> **Prompt a**
Based on the forum thread about the Spice phone, decide whether each statement agrees with it: (i) The opening post says the Spice display looked better than the Moto E's at first look. (ii) krishnandu.sarkar bought the Moto E. (iii) krishnandu.sarkar gave the phone away as a gift. For each, answer yes or no and quote the deciding words.

> **Document excerpt**
At first look I found Spice has better display compare to Moto E. (Now please don't argue about resolution like a moron, Its just my taste I found it better)


----------



## krishnandu.sarkar (Sep 28, 2014)

Bought Spice 

*i.imgur.com/nY1nSAN.jpg

*i.imgur.com/z5NewKe.jpg

*i.imgur.com/hnx6zHD.jpg

*i.imgur.com/PwxyWU5.jpg

*i.imgur.com/QX2r6Mf.jpg

*i.imgur.com/L3VjglK.jpg

*i.imgur.com/rVOM9zC.jpg


----------



## Minion (Sep 29, 2014)

Congrats


----------



## krishnandu.sarkar (Sep 29, 2014)

Thnx [MENTION=125133]Minion[/MENTION]


----------



## ankush28 (Sep 29, 2014)

Congrats [MENTION=32490]krishnandu.sarkar[/MENTION]  How's your initial impression.


----------



## $hadow (Sep 29, 2014)

Congo [MENTION=32490]krishnandu.sarkar[/MENTION]


----------



## krishnandu.sarkar (Sep 30, 2014)

ankush28 said:


> Congrats [MENTION=32490]krishnandu.sarkar[/MENTION]  How's your initial impression.



Need to ask gf..!! Given her as a gift 



$hadow said:


> Congo [MENTION=32490]krishnandu.sarkar[/MENTION]



Thnx


----------



## Skyh3ck (Sep 30, 2014)

> **Records for processing**
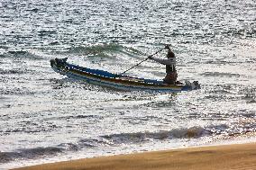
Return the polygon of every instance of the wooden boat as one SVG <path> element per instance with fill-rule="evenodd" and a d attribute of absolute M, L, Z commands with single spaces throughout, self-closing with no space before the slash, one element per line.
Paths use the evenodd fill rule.
<path fill-rule="evenodd" d="M 113 74 L 99 69 L 91 69 L 69 64 L 66 58 L 50 59 L 52 69 L 68 77 L 84 80 L 87 83 L 124 91 L 180 92 L 200 88 L 197 81 L 185 84 L 167 85 L 163 81 L 144 79 Z"/>

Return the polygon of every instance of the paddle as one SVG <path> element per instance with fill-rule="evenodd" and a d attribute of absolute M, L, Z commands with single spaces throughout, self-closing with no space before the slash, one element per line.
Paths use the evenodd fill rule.
<path fill-rule="evenodd" d="M 124 74 L 124 73 L 126 73 L 127 71 L 130 71 L 130 70 L 131 70 L 131 69 L 133 69 L 133 67 L 135 67 L 139 66 L 140 64 L 142 64 L 142 62 L 144 62 L 144 61 L 148 60 L 148 59 L 150 58 L 150 57 L 152 57 L 152 56 L 156 55 L 157 53 L 159 53 L 159 52 L 162 51 L 162 49 L 165 49 L 165 48 L 163 48 L 163 49 L 161 49 L 158 50 L 158 51 L 157 51 L 157 52 L 155 52 L 154 54 L 151 54 L 151 55 L 148 56 L 148 58 L 145 58 L 145 59 L 143 59 L 142 61 L 139 62 L 138 64 L 136 64 L 136 65 L 133 66 L 133 67 L 130 67 L 129 69 L 127 69 L 127 70 L 123 71 L 123 73 L 121 73 L 120 75 L 123 75 L 123 74 Z"/>

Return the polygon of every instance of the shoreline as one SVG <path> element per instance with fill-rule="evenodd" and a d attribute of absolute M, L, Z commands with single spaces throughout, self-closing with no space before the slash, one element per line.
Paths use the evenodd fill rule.
<path fill-rule="evenodd" d="M 256 169 L 256 142 L 97 157 L 14 169 Z"/>

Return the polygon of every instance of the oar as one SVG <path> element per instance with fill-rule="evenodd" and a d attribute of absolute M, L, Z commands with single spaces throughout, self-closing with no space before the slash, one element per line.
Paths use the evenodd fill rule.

> **Prompt b**
Update the records by changing "polygon" to "outline" wherever it appears, keeping everything else the same. Leave the pictures out.

> **Task answer a**
(i) Yes: "At first look I found Spice has better display compare to Moto E."
(ii) No: "Bought Spice"
(iii) Yes: "Given her as a gift"

> **Task answer b**
Return the outline of every instance of the wooden boat as one SVG <path> element per instance with fill-rule="evenodd" and a d attribute of absolute M, L, Z commands with single spaces throughout, self-closing with no space before the slash, one element per line.
Paths use the evenodd fill rule.
<path fill-rule="evenodd" d="M 113 74 L 99 69 L 91 69 L 69 64 L 66 58 L 50 59 L 52 69 L 68 77 L 84 80 L 87 83 L 124 91 L 180 92 L 200 88 L 197 81 L 185 84 L 167 85 L 163 81 L 144 79 Z"/>

Return the outline of every instance of the paddle as one SVG <path> element per instance with fill-rule="evenodd" and a d attribute of absolute M, L, Z commands with single spaces throughout, self-closing with no space before the slash, one element per line.
Paths use the evenodd fill rule.
<path fill-rule="evenodd" d="M 124 74 L 124 73 L 126 73 L 127 71 L 130 71 L 130 70 L 131 70 L 131 69 L 133 69 L 133 67 L 135 67 L 139 66 L 140 64 L 142 64 L 142 62 L 144 62 L 144 61 L 148 60 L 148 59 L 150 58 L 150 57 L 152 57 L 152 56 L 156 55 L 157 53 L 159 53 L 159 52 L 162 51 L 162 49 L 165 49 L 165 48 L 163 48 L 163 49 L 161 49 L 158 50 L 158 51 L 157 51 L 157 52 L 155 52 L 154 54 L 151 54 L 151 55 L 148 56 L 148 58 L 145 58 L 145 59 L 143 59 L 142 61 L 139 62 L 138 64 L 136 64 L 136 65 L 133 66 L 133 67 L 130 67 L 129 69 L 127 69 L 127 70 L 123 71 L 123 73 L 121 73 L 120 75 L 123 75 L 123 74 Z"/>

Return the outline of every instance of the shoreline as one SVG <path> element per instance with fill-rule="evenodd" and a d attribute of absolute M, L, Z commands with single spaces throughout, self-closing with no space before the slash, one element per line.
Paths use the evenodd fill rule.
<path fill-rule="evenodd" d="M 256 169 L 256 142 L 97 157 L 14 169 Z"/>

Return the outline of every instance of the oar as one SVG <path> element per instance with fill-rule="evenodd" and a d attribute of absolute M, L, Z commands with single spaces throughout, self-closing with no space before the slash, one element per line.
Paths use the evenodd fill rule.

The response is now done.